◆ **WORK TO COMPLETE**
Transcribe each of the records below exactly, excluding all pictures.

◆ **RAW DATA**
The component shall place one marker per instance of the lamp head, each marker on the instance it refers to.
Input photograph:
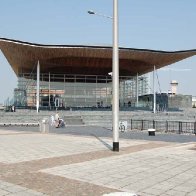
(91, 12)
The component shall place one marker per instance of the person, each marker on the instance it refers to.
(56, 118)
(52, 121)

◆ **ANSWER SPACE**
The component shall place one marker per instance of the lamp head, each marker on the instance it refers to.
Input photograph:
(91, 12)
The component shall place one marker per instance of the person, each marker on the instance it refers to.
(56, 118)
(52, 121)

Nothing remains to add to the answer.